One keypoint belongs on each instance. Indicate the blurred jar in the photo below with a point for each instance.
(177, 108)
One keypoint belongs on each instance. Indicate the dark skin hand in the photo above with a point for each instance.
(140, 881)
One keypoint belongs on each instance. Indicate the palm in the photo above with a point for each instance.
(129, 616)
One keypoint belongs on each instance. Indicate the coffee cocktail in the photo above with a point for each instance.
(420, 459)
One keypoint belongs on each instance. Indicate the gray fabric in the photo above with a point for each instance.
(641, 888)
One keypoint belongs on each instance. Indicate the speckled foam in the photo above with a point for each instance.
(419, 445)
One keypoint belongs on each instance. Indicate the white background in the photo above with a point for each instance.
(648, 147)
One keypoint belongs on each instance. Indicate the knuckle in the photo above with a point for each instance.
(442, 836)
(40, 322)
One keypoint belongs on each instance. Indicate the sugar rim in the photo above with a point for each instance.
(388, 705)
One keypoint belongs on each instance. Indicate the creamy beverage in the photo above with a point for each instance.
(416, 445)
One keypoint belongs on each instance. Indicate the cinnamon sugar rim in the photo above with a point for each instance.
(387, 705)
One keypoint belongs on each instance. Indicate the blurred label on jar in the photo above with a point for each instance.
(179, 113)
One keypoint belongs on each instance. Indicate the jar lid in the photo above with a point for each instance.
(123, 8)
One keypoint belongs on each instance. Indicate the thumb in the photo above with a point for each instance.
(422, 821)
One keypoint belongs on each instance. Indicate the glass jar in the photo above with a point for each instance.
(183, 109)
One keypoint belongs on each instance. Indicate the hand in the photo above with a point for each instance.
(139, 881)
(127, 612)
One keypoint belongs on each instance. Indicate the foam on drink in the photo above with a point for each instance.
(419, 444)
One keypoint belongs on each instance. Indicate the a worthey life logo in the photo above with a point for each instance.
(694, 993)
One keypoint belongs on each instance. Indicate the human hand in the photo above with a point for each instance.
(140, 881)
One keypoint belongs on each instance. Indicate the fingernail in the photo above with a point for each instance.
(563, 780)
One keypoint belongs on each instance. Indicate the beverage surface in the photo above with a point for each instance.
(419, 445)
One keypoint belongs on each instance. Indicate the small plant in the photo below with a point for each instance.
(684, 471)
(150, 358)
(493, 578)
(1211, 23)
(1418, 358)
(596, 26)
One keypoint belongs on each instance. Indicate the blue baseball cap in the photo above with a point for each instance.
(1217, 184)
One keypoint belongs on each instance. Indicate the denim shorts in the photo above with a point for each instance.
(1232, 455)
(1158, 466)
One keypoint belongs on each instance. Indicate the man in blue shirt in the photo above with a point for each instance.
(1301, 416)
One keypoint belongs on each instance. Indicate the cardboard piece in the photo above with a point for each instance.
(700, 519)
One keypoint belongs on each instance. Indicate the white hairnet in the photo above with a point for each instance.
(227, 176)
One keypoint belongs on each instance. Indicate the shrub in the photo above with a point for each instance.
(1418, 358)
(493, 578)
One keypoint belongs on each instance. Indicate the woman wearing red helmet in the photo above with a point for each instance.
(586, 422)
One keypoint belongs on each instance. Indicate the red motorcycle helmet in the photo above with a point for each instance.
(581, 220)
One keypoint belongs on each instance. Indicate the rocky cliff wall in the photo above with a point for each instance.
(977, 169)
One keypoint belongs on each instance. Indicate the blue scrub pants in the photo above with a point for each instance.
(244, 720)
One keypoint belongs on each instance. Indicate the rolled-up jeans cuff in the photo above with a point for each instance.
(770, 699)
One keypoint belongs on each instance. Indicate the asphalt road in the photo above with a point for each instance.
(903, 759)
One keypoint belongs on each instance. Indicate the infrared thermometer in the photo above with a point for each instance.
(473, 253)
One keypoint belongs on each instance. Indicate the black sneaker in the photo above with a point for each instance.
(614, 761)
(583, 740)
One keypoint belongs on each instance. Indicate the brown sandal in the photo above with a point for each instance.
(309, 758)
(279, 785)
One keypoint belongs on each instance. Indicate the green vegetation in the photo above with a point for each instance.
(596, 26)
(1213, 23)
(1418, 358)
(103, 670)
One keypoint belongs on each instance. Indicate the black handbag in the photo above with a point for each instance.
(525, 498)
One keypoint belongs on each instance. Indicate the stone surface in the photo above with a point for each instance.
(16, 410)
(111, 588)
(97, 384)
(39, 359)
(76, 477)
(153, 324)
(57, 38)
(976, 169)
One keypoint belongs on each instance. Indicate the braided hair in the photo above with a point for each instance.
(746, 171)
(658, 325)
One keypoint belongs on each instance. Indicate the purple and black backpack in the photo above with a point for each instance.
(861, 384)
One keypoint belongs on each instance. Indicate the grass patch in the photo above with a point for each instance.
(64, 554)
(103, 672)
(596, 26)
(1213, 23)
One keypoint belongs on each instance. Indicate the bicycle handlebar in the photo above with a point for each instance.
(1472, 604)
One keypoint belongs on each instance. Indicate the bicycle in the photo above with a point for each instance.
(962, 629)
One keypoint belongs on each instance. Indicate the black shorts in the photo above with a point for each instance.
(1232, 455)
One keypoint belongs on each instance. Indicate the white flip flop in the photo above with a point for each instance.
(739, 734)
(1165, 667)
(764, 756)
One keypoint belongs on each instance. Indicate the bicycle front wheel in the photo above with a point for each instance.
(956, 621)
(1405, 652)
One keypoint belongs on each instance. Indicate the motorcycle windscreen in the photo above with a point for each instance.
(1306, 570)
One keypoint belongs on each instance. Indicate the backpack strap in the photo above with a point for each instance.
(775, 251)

= = = = =

What is required:
Copy all of the lines above word for word.

Solution to this task:
One keypoint belongs on each instance. Indicate the blurred jar in the photo below with a point for each instance.
(177, 108)
One keypoint belongs on each instance. Indicate the dark skin hand in the photo above with a point for each instance.
(140, 881)
One keypoint belongs on each instance. Indicate the palm in the photo above with a point for each instance.
(129, 616)
One keypoint belongs on each instance. Indicate the coffee cocktail in the photo above with a point for each instance.
(420, 459)
One keypoint belongs on each instance. Indicate the gray fabric in the photo above with a point for each instance.
(641, 888)
One keypoint belongs on each instance. Indicate the speckled foam in the photo above with a point for each instance.
(419, 445)
One keypoint belongs on each instance. Indicate the white background in the photo above with a point for each instance.
(648, 147)
One keypoint belongs on each instance. Indicate the knuckle in the photo above with a point for each instance.
(442, 836)
(40, 322)
One keypoint belongs on each instance. Indicate the sugar rim in the photo above with a point for each instance.
(388, 705)
One keypoint belongs on each instance. Indicate the creamy beverage in the photo above with a point for each instance.
(416, 445)
One keypoint belongs on each instance. Indicate the cinnamon sugar rim in the photo above with a point for each instance.
(387, 705)
One keypoint belongs on each instance. Indicate the blurred label on jar in the photo above with a point for each instance.
(179, 113)
One keypoint belongs on each instance. Indicate the jar lid in the photo above with a point for each instance.
(123, 8)
One keypoint belongs on each instance. Indicate the thumb in the photo above with a point for each instance.
(422, 821)
One keypoint belongs on each instance. Indicate the glass jar in the photo above with a point for each instance.
(183, 109)
One keypoint belongs on each instance. Indicate the hand in the photo above with a point for each instance.
(139, 881)
(127, 612)
One keypoint belongs on each instance. Indicate the foam on drink in the photo above with a point for each instance.
(419, 444)
One keypoint belongs on each instance. Indicate the a worthey life logo in the photo above with a point for each instance.
(694, 993)
One keypoint belongs on each instance. Indicate the human hand in the photo above with a point for each instance.
(140, 881)
One keypoint belongs on each instance. Indicate the fingernail in the photo above with a point for each instance.
(563, 780)
One keypoint belongs on each instance. Indicate the beverage surface in the photo above with a point for each instance.
(419, 445)
One keypoint belongs on each instance. Indicate the small plant in the photo below with a point for each instance.
(684, 471)
(150, 358)
(493, 578)
(1211, 23)
(1418, 358)
(596, 26)
One keypoint belongs on each instance. Indicate the blue baseball cap in the photo above with a point for each instance.
(1217, 184)
One keypoint belongs on each instance. Indicate the denim shorts in the photo above with a point for each instance.
(1232, 455)
(1158, 466)
One keypoint belongs on each instance. Indicate the man in blue shirt in the photo above with a point for each instance.
(1301, 416)
One keypoint belongs on each instance. Indicate the cardboard piece in the photo above with a point for each instance.
(700, 519)
One keypoint belongs on each instance. Indicate the white hairnet in the photo above with a point for each instance.
(227, 176)
One keypoint belongs on each instance. Indicate the shrub in the photo above with a point for each instance.
(1418, 358)
(493, 578)
One keypoint belongs on each instance. Indicate the woman wearing red helmet in the photo above with a point for each instance.
(586, 422)
One keypoint belongs on each instance. Indicate the red motorcycle helmet in the photo above with a point for each instance.
(581, 220)
One keypoint belongs on each instance. Indicate the rocky cliff wall in the photo above with a point for each instance.
(977, 169)
One keypoint belongs on each instance. Indicate the blue scrub pants in the photo above with a point for each instance.
(244, 720)
One keypoint belongs on each instance. Indicate the rolled-up jeans cuff in the photo above with a point for each instance.
(770, 699)
One keypoint belongs on each instance. Indicate the asphalt road in the photo above with a point for each instance.
(903, 759)
One keypoint belongs on each instance. Indicate the infrared thermometer in the photo above with a point for each instance.
(473, 253)
One keypoint belongs on each instance. Indicate the black sneaker in the photo above with a point for each instance.
(614, 761)
(583, 740)
One keypoint belongs on each instance. Indicate the brown sandal in the photo above with a point for each instance.
(309, 758)
(279, 785)
One keypoint belongs on each instance. Indicate the green vegetation in the photo above with a point for each instance.
(596, 26)
(1213, 23)
(1418, 358)
(103, 670)
One keypoint belongs on each instance. Indicate the black handbag in the photo above with a point for each instance.
(525, 498)
One keypoint belongs on each instance. Indicate the stone surface in the photo above with a point for each instance.
(16, 410)
(111, 588)
(97, 384)
(39, 359)
(76, 477)
(153, 324)
(57, 38)
(976, 169)
One keypoint belongs on each instance. Indicate the braided hair in the photo above with a point for each instance.
(746, 171)
(658, 325)
One keypoint belongs on each instance. Indicate the purple and black backpack in the photo above with a point for each instance.
(861, 384)
One keypoint belongs on each instance. Indicate the grass patch in the photo above with a point for each instance.
(64, 554)
(103, 672)
(596, 26)
(1213, 23)
One keypoint belongs on each instance. Indicate the bicycle handlebar in the photo above with a point for each instance.
(1472, 604)
One keypoint belongs on each instance. Indicate the bicycle in the photo above with a point for each instance.
(962, 629)
One keypoint belongs on each instance. Indicate the black shorts in the photo above with a point for each instance.
(1232, 455)
One keypoint belongs on each instance. Indicate the white flip flop in the photo above with a point for each instance.
(739, 734)
(1165, 667)
(764, 756)
One keypoint belongs on each instance. Indicate the bicycle front wheel in the photo above with a point for each instance.
(956, 621)
(1405, 652)
One keypoint belongs on each instance. Indicate the motorcycle windscreen in the photo above with a point for each instance.
(1306, 570)
One keypoint belongs on each instance. Indicate the backpack strap in the photo above with a point for each instance.
(775, 251)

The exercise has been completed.